• AIM
Retype all of the data below word for word, leaving out the pictures.

• DATA SECTION

◇ ◇ ◇ ◇ ◇

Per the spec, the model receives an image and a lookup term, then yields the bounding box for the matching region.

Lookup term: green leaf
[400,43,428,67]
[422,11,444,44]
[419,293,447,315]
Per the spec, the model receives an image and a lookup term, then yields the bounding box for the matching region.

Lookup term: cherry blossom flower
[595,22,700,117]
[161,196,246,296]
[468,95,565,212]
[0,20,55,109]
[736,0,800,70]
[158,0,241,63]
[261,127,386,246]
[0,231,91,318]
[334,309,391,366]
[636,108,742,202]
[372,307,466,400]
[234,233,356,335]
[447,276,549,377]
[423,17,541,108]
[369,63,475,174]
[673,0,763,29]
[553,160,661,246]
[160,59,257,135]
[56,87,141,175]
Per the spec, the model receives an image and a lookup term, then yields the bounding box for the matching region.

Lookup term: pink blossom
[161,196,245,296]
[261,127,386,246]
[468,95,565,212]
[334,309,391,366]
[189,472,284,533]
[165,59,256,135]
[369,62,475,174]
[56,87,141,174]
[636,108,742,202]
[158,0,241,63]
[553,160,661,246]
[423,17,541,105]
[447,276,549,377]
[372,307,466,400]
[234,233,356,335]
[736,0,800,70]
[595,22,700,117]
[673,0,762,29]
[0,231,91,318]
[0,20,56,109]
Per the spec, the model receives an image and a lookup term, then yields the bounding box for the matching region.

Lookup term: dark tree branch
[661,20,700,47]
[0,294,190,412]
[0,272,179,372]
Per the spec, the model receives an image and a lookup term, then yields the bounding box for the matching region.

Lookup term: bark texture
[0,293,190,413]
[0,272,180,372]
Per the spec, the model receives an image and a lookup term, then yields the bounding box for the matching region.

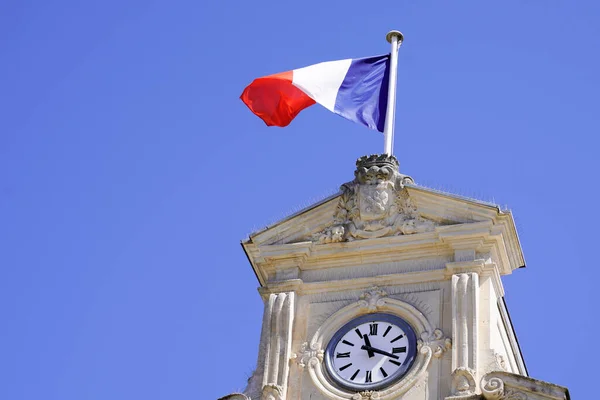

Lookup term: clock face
[325,313,417,391]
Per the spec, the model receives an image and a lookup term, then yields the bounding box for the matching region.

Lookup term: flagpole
[383,31,404,156]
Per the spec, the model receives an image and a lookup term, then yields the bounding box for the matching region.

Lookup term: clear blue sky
[0,0,600,400]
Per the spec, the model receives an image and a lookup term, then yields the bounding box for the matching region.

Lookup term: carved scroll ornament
[312,154,434,243]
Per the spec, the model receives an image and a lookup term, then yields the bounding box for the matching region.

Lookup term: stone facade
[222,155,569,400]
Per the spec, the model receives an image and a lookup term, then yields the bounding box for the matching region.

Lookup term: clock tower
[222,154,569,400]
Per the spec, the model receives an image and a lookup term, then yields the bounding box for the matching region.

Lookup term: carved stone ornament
[358,286,387,311]
[452,367,475,396]
[481,377,527,400]
[292,342,325,368]
[312,154,434,243]
[417,329,452,358]
[260,384,283,400]
[352,390,379,400]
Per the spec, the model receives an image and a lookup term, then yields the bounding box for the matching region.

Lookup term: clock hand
[361,334,375,358]
[360,345,400,360]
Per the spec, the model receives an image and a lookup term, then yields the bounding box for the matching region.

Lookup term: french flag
[240,54,390,132]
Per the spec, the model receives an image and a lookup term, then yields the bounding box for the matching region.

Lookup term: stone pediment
[242,155,524,285]
[250,155,512,245]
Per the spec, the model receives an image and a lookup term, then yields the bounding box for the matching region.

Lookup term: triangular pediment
[249,184,504,245]
[242,155,524,284]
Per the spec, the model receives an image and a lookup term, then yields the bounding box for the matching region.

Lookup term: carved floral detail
[358,286,387,311]
[488,351,508,371]
[260,384,283,400]
[312,154,434,243]
[352,390,379,400]
[481,378,527,400]
[292,342,325,368]
[417,329,452,358]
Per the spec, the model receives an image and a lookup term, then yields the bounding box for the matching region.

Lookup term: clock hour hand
[360,345,400,360]
[361,334,375,358]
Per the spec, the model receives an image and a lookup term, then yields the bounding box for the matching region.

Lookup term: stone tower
[222,155,569,400]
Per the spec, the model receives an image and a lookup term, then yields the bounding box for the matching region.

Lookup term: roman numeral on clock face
[383,325,392,337]
[369,324,377,336]
[390,335,404,343]
[340,363,352,371]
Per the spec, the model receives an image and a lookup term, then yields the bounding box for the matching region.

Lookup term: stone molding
[481,371,570,400]
[307,154,436,243]
[417,329,452,358]
[292,342,325,369]
[292,287,452,400]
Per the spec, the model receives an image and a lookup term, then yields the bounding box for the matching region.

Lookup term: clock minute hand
[361,345,400,360]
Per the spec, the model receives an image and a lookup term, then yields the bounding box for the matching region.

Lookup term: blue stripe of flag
[334,54,390,132]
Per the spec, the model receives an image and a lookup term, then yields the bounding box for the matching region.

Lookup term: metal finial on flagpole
[383,31,404,156]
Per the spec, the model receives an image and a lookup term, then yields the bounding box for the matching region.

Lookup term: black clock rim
[325,313,417,392]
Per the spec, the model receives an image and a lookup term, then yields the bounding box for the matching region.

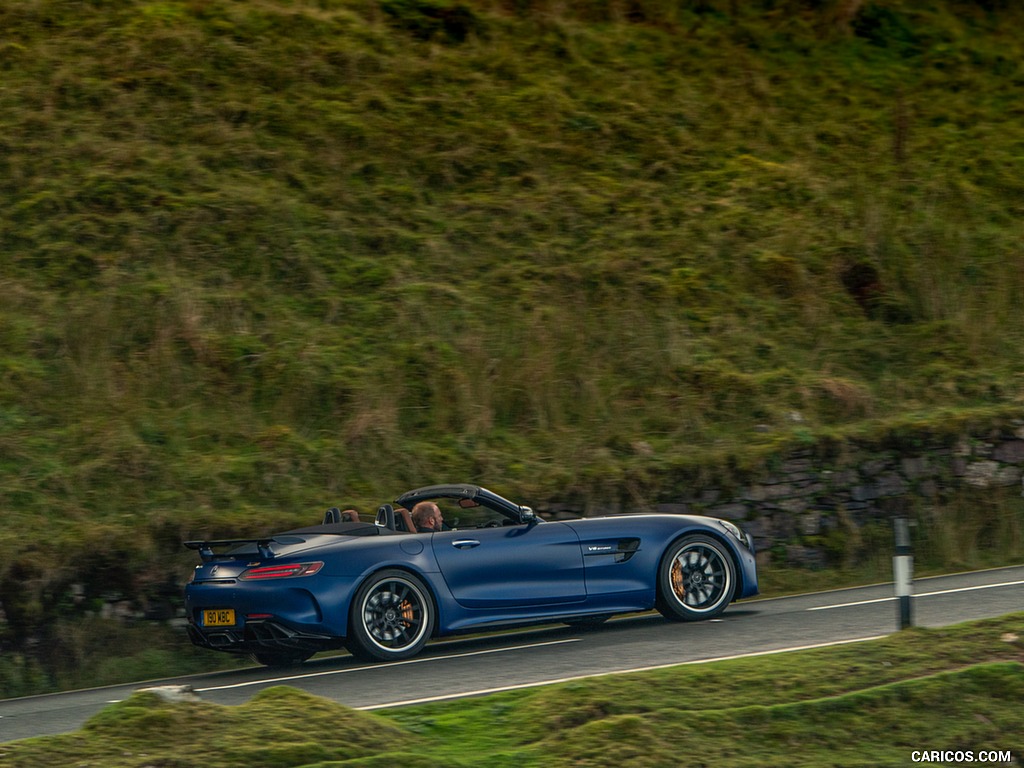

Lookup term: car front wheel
[346,570,434,662]
[657,535,736,622]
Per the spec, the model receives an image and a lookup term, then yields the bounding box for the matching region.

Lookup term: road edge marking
[352,635,889,712]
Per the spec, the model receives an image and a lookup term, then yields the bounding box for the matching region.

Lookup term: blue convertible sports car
[185,484,758,665]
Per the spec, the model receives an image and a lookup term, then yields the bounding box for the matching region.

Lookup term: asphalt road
[0,566,1024,741]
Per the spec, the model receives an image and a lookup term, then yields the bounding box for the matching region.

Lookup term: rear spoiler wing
[184,536,306,562]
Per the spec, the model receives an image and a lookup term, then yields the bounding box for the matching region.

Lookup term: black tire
[249,650,313,667]
[657,534,736,622]
[345,570,434,662]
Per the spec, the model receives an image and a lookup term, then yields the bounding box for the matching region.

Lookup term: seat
[394,507,416,534]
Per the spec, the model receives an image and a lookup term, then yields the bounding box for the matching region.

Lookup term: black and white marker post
[893,517,913,630]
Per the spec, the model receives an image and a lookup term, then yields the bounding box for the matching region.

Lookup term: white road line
[196,638,580,693]
[354,635,888,712]
[804,581,1024,610]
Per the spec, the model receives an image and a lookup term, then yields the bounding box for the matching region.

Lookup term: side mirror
[519,507,541,525]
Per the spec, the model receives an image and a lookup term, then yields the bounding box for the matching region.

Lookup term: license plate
[203,608,234,627]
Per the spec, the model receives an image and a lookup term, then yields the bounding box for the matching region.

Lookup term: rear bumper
[188,620,344,653]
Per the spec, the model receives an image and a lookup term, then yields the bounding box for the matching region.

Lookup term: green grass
[0,613,1024,768]
[0,0,1024,696]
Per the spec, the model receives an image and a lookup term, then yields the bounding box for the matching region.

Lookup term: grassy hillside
[0,0,1024,692]
[0,613,1024,768]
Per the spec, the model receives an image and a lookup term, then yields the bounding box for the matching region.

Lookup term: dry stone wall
[544,421,1024,567]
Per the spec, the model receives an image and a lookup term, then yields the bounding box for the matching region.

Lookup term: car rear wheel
[346,570,434,662]
[657,535,736,622]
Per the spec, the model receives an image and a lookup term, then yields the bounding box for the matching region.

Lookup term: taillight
[239,562,324,580]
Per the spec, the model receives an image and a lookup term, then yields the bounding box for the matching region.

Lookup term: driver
[413,502,451,534]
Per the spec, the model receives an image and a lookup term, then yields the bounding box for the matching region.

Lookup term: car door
[431,522,587,609]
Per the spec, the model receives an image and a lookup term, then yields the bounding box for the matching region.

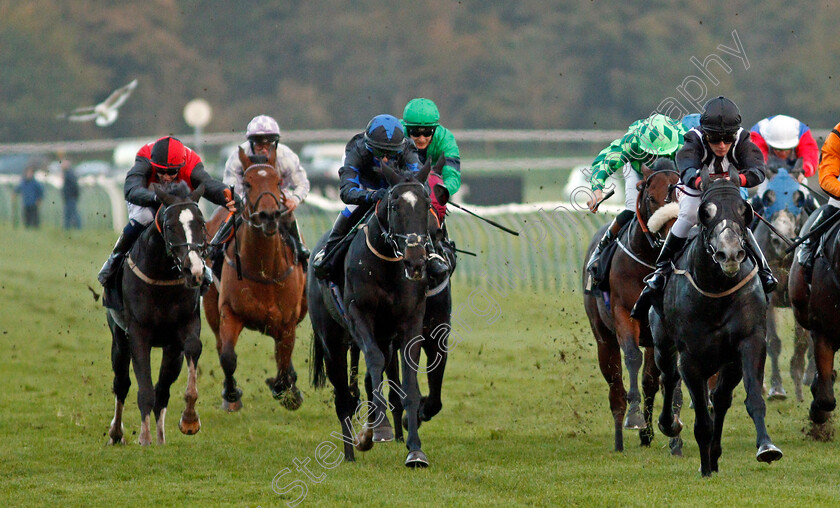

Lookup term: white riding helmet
[758,115,800,150]
[245,115,280,140]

◇ ◇ ◇ ◇ ◇

• RESPONSE
Per the spec, the model receives an image and a lookup term, then yields the bounding box for the matching region.

Lookup term: green leaf
[400,43,428,67]
[422,11,444,44]
[419,293,447,315]
Per the spec, the model receives an image and a lookup term, then yields the bounding box for the matching region.

Lookup term: cherry blossom flower
[595,22,700,117]
[161,196,246,296]
[468,95,565,212]
[0,20,55,109]
[736,0,800,70]
[158,0,241,63]
[261,127,386,246]
[0,231,91,318]
[334,309,391,366]
[636,108,742,202]
[372,307,466,400]
[234,233,356,335]
[447,276,549,377]
[423,17,541,108]
[369,63,475,174]
[673,0,763,29]
[553,160,661,246]
[160,59,257,135]
[56,87,141,175]
Per the spec, the model receives an image and a lookup term, then yields the bounding box for the matching region.

Lookup term: pink blossom
[161,196,245,296]
[261,127,386,246]
[468,95,565,212]
[334,309,391,366]
[189,472,284,533]
[165,59,256,135]
[369,62,475,174]
[56,87,141,174]
[636,108,742,202]
[158,0,241,63]
[553,160,661,246]
[423,17,541,105]
[447,276,549,377]
[372,307,466,400]
[234,233,356,335]
[736,0,800,70]
[595,22,700,117]
[673,0,762,29]
[0,231,91,318]
[0,20,56,109]
Per the spec, the model receives an image and a lookup term, then yields the bounding box for the matching region.

Lookup term: dark tree branch
[661,20,700,47]
[0,294,190,412]
[0,272,179,372]
Per the spec, the model receives an image and a lookup term, then yields the bounding box for the matching region.

Lookup term: bark texture
[0,293,190,413]
[0,272,180,372]
Per the spec, the model receives an image and a lookup term, then yields the bounding box for the matching region.


Lookup term: clock face
[325,313,417,391]
Per the spec, the model receives an image and a lookup term, then yields the bounding box for the matching region.

Lookup term: flagpole
[383,31,404,156]
Per the spec, the model receives an image and a lookup term, then yields the bounding box for the matching region.

Lookup term: clear blue sky
[0,0,600,400]
Per the spec, the model receives an image and a lookup term, then yields the bounding box for the matching region.

Lookup term: carved scroll ornament
[312,154,434,243]
Per the spec, the model receives an image and a lookup term, then yields the bounding box for the matching region.

Lookup term: stone facade
[222,155,569,400]
Per the spec, the model receives an image and a lookup term, then yields the bounding box for the matching region.

Lookup term: clock tower
[222,154,569,400]
Per the spec, the model receives an image and a lookup term, then yields the bounding box for the matching region.

Lookup term: carved stone ornament
[358,286,387,311]
[452,367,475,396]
[481,377,527,400]
[292,342,325,368]
[312,154,434,243]
[417,329,452,358]
[260,384,283,400]
[352,390,379,400]
Per the spec, the model receives an image and a lookup term, then yields the bounding box for the matching region.

Lookup term: clock hand
[361,334,375,358]
[360,345,400,360]
Per the spec, the model receives an image and a lookup term, then yields the bounding box for the matching region.

Lookup term: french flag
[240,54,390,132]
Per the spec, the model receives an image and a lookup term, then yields the bounding box for the matching region.

Lookup term: stone pediment
[242,155,524,285]
[250,155,512,245]
Per the spec, the model receives an image and a lookup term, then yields the bounding box for the matching region.

Lookup term: triangular pediment
[249,184,504,245]
[242,155,524,284]
Per the spec, the model receives an image and a lookup term, then yields the bounding box for the matching region.

Lookup term: carved floral detail
[358,286,387,311]
[488,351,508,371]
[260,384,283,400]
[312,154,434,243]
[352,390,379,400]
[481,378,527,400]
[292,342,325,368]
[417,329,452,358]
Per the spec, the model receives an image and a lookup term, then yields the bounding box for the matching region.

Lookup term: clock hour hand
[360,345,400,360]
[361,334,375,358]
Per the spec, the model receives an image and a lookup term, then yields the bounding box for the matching region.

Lookup term: stone tower
[222,155,569,400]
Per the spec, the model receives an image and a lookup term, then yields the bounding box for the matching region.

Lookup term: roman numeral on clock face
[383,325,392,337]
[369,324,377,336]
[390,335,404,343]
[340,363,352,371]
Per the spec, the model receives an image and a lookup term, then yields the bounding box for the matching region.

Lookup term: stone molding
[481,371,570,400]
[307,154,436,243]
[417,329,452,358]
[292,342,325,369]
[292,287,452,400]
Per the spec, the model receives an image and a lookup term, then yields the bounding box for the matching region.

Lookup term: clock minute hand
[361,345,400,360]
Per the spec, the model receives an image and a lookup term, then yields the bounding box for the matching region.

Lookup term: blue stripe of flag
[334,54,390,132]
Per the spec, the model receives an image and a lookup term, then yields the bounding box for the matching region.

Lookup term: metal finial on flagpole
[383,31,404,156]
Per the spec, the model receives an image and a lookup term, then yields the bounding box for the matching region.

Lookup term: black clock rim
[325,313,417,392]
Per the spec, the model receives an image and a lookup term, then yields the bounding box for the matching region.


Lookup term: car front wheel
[346,570,434,662]
[657,535,736,622]
Per the spec, the model receives an image and a lookup term, then yields the bounding box for the matching region.

Lookup term: road edge marking
[352,635,889,712]
Per the spec, the model receives an image and a lookup term, then yields the bounding box for the matching region.

Lookup term: blue convertible sports car
[185,484,758,665]
Per the spec, the model receives an image and a lookup term, then yields the bounding box for the matching region.

Lookup term: asphalt road
[0,566,1024,741]
Per the spec, the model receives an image and a lookup term, then yields the bounding box for the matching region.

Lookup term: rear spoiler wing
[184,536,306,562]
Per the spec, the model receives an image and a lookup term, then yields the bounding box for the matching region.

Lookup term: black tire
[249,650,313,667]
[657,534,736,622]
[345,570,434,662]
Per the spec, the model receives an image and a lookup term, then yields the bounding box for the matching region.

Lookup term: seat
[394,507,416,534]
Per the spec, the model receives an image and a lookup term, then yields the bounding box for the matching region.

Lookup term: black and white marker post
[893,517,913,630]
Per the spec, the model receives an image and a lookup term, then yields the bounding box for the matching region.

Lookup term: white road line
[196,638,580,693]
[354,635,888,712]
[804,581,1024,610]
Per the spec, the model receives an image and a lookup term, then yields the bounding box for the matching region.

Lookup term: side mirror
[519,507,541,525]
Per the spec, the model receives an image and a lookup term, then yields the bounding box for the matching region.

Lookup term: license plate
[203,608,234,627]
Per the spec, the model receives an image and a lookup term, then yields the bounding box for the matching region.

Lookup term: rear bumper
[188,620,344,653]
Per the spec, the model receives an image and a lookup term, then yields the bounding box for the matching region.

Lookup term: green grass
[0,613,1024,768]
[0,0,1024,696]
Per the spec, the model receives an image and a lookup term, then yields the bounding box for the matching region.

Lookup term: grassy hillside
[0,0,1024,692]
[0,613,1024,768]
Per the spec, the model receives an image and a lookup term, then yields the bounding box for the matching region.

Lookup term: dry stone wall
[544,421,1024,567]
Per the spec, the model receives an image and a lookup term, then yields the bounding box for the matching region.

Lookup term: car rear wheel
[346,570,434,662]
[657,535,736,622]
Per the spec, the model receives an image and a lookup term, then yields the bounding box for the matching region.

Lookup term: taillight
[239,562,324,580]
Per the spec, the model receives an image and a lookup term, then yields the bounding box for the matching region.

Lookup term: driver
[413,502,451,534]
Per the spec, the model receives an image and a lookup term, then yields the bounding box for the matching region.

Lookup term: car door
[431,522,587,609]
Per the spec, the model receives an image and a lookup term, then yields the bounding box for the matching region.


Lookup term: white riding helmet
[758,115,800,150]
[245,115,280,140]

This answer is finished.